Máxima tensión en el este de Europa

Desde la Guerra Fría no se veía una escalada militar como la que están llevando a cabo Estados Unidos, la Otan y Rusia. ¿Hasta dónde podrá llegar?

4 de julio de 2015

En los últimos tres me- ses, varios países de la región del Báltico han tomado decisiones que hace dos años habrían sido inimaginables. A mediados de marzo, Lituania restableció el servicio militar obligatorio. A principios de mayo, el Ejército de Finlandia les mandó una carta a sus reservistas con instrucciones sobre qué hacer en una “situación de crisis” bélica. Un mes más tarde, Polonia nombró al general que asumiría las funciones de jefe militar en “tiempos de guerra”. Pocas semanas después, ese país realizó junto con Lituania, Estonia y Letonia (las tres repúblicas bálticas) un simulacro de un ataque nuclear a menos de 300 kilómetros de la frontera rusa.

Y a finales de junio, el secretario de Defensa de Estados Unidos, Ashton Carter, dijo frente a los ministros de Defensa de los países bálticos que la Otan piensa reforzar su presencia en Europa oriental con una brigada de despliegue ultrarrápido. Nada menos que 5.000 hombres, 250 tanques de guerra y otras piezas de artillería pesada se sumarán a las tropas de una de las regiones más militarizadas del planeta. “Ustedes perdieron su independencia una vez. Con la Otan eso nunca volverá a ocurrir”, dijo Carter, citando una frase que el presidente estadounidense, Barack Obama, pronunció a finales de 2014 durante una visita a una base militar estonia.

Al anuncio de Carter, se sumó el del secretario de esa organización transatlántica, el noruego Jens Stoltenberg, de triplicar los efectivos de su Fuerza de Reacción (NRF por su sigla en inglés), que pasará de tener 13.000 a 40.000 efectivos. El escandinavo fue enfático al advertir que la entidad se está tomando en serio las amenazas que por diversos canales ha formulado Moscú en el último año. “Estamos evaluando cuidadosamente la actitud nuclear de Rusia, incluida la retórica. Son cuestiones muy serias y es muy importante para la Otan abordarlas con cuidado y transparencia”, dijo. Además de las tres repúblicas bálticas, se ha previsto desplegar armamento en Polonia, Hungría, Bulgaria y Rumania.

Moscú reaccionó de inmediato. El jueves, en una ceremonia de graduación de una escuela militar, el presidente ruso, Vladimir Putin, dijo que “un Ejército equipado con armas modernas es el garante de la soberanía y de la integridad territorial de Rusia”. También prometió que su país continuará con un profundo programa de modernización de su armamento militar –incluido el de tipo nuclear–, que consiste en construir o comprar decenas de buques para su Armada, centenares de aviones y misiles, así como miles de tanques de guerra. Entre ellos, el sofisticado Armata, que cuenta con un blindaje capaz de resistir la mayoría de las armas antitanque de los ejércitos de Occidente, cámaras de alta definición y radares de última generación. En total, hasta 2020, el Kremlin invertirá 22 billones de rublos (unos 400.000 millones de dólares).

◆ DATOS PROPORCIONADOS
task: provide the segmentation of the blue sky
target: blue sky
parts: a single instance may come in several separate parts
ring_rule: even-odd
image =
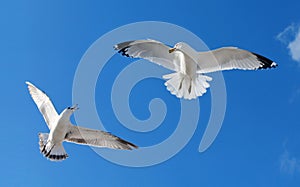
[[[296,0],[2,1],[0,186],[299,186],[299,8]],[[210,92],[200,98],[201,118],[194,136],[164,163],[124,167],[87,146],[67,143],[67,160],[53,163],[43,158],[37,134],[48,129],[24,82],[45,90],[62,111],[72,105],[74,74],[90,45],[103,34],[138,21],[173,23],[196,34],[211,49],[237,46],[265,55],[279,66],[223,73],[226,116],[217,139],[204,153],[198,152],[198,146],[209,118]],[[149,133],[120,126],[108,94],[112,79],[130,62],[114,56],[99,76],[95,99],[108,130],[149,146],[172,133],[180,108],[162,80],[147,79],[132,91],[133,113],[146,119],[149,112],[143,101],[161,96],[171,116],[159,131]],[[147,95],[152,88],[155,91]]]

...

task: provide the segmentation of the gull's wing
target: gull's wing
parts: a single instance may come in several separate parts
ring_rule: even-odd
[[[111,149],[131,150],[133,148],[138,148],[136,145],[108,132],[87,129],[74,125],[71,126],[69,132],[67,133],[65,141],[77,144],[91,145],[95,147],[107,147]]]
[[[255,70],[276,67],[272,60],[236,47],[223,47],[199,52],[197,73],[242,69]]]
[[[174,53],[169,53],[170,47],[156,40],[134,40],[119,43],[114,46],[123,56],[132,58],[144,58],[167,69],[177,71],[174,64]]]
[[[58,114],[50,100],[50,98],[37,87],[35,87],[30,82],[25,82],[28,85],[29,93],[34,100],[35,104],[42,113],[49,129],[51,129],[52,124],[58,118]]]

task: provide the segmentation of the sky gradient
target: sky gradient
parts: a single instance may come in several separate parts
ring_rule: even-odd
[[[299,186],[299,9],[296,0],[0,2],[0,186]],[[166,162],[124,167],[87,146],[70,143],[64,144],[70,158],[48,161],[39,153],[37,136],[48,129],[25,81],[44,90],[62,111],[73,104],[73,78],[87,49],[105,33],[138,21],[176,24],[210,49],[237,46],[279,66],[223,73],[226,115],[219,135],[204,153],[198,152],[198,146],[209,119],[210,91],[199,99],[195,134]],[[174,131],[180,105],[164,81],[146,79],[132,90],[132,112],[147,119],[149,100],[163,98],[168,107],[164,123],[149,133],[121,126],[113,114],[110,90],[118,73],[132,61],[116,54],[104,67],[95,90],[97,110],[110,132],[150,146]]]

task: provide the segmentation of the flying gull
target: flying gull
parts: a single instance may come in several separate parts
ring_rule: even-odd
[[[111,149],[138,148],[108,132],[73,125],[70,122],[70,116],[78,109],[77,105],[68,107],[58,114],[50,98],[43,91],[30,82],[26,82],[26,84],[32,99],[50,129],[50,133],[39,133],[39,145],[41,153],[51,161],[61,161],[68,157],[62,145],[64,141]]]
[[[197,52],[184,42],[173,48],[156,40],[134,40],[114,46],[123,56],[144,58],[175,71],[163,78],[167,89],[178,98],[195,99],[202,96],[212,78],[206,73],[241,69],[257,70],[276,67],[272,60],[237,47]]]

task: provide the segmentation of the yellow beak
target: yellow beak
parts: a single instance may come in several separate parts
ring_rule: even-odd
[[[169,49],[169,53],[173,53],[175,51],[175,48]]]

---

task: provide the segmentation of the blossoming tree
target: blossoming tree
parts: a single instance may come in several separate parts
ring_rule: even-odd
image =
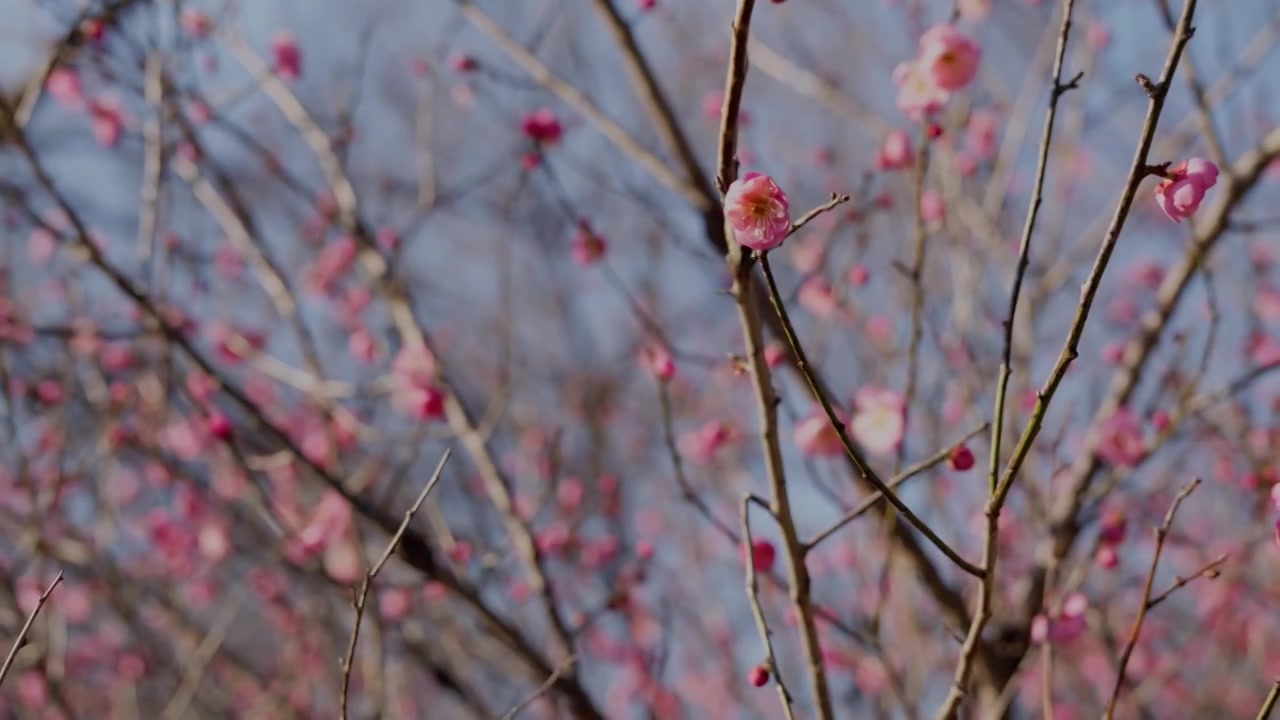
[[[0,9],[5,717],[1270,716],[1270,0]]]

◆ INSTRUCCIONES
1. Responde, según el texto fuente, a estas preguntas:
(a) ¿Qué país restableció el servicio militar obligatorio a mediados de marzo?
(b) ¿Cuántos efectivos tendrá la Fuerza de Reacción de la Otan después de triplicarse?
(c) ¿Cuánto invertirá el Kremlin en total hasta 2020?
2. Transcribe del texto fuente todo lo que va desde "Al anuncio de" hasta "Bulgaria y Rumania.".
3. Enumera todas las personas que el texto fuente menciona por su nombre.

◆ RESPUESTAS
1.
(a) Lituania.
(b) 40.000 efectivos (frente a los 13.000 anteriores).
(c) 22 billones de rublos, unos 400.000 millones de dólares.

2.
Al anuncio de Carter, se sumó el del secretario de esa organización transatlántica, el noruego Jens Stoltenberg, de triplicar los efectivos de su Fuerza de Reacción (NRF por su sigla en inglés), que pasará de tener 13.000 a 40.000 efectivos. El escandinavo fue enfático al advertir que la entidad se está tomando en serio las amenazas que por diversos canales ha formulado Moscú en el último año. “Estamos evaluando cuidadosamente la actitud nuclear de Rusia, incluida la retórica. Son cuestiones muy serias y es muy importante para la Otan abordarlas con cuidado y transparencia”, dijo. Además de las tres repúblicas bálticas, se ha previsto desplegar armamento en Polonia, Hungría, Bulgaria y Rumania.

3.
- Ashton Carter, secretario de Defensa de Estados Unidos
- Barack Obama, presidente estadounidense
- Jens Stoltenberg, secretario de la Otan
- Vladimir Putin, presidente ruso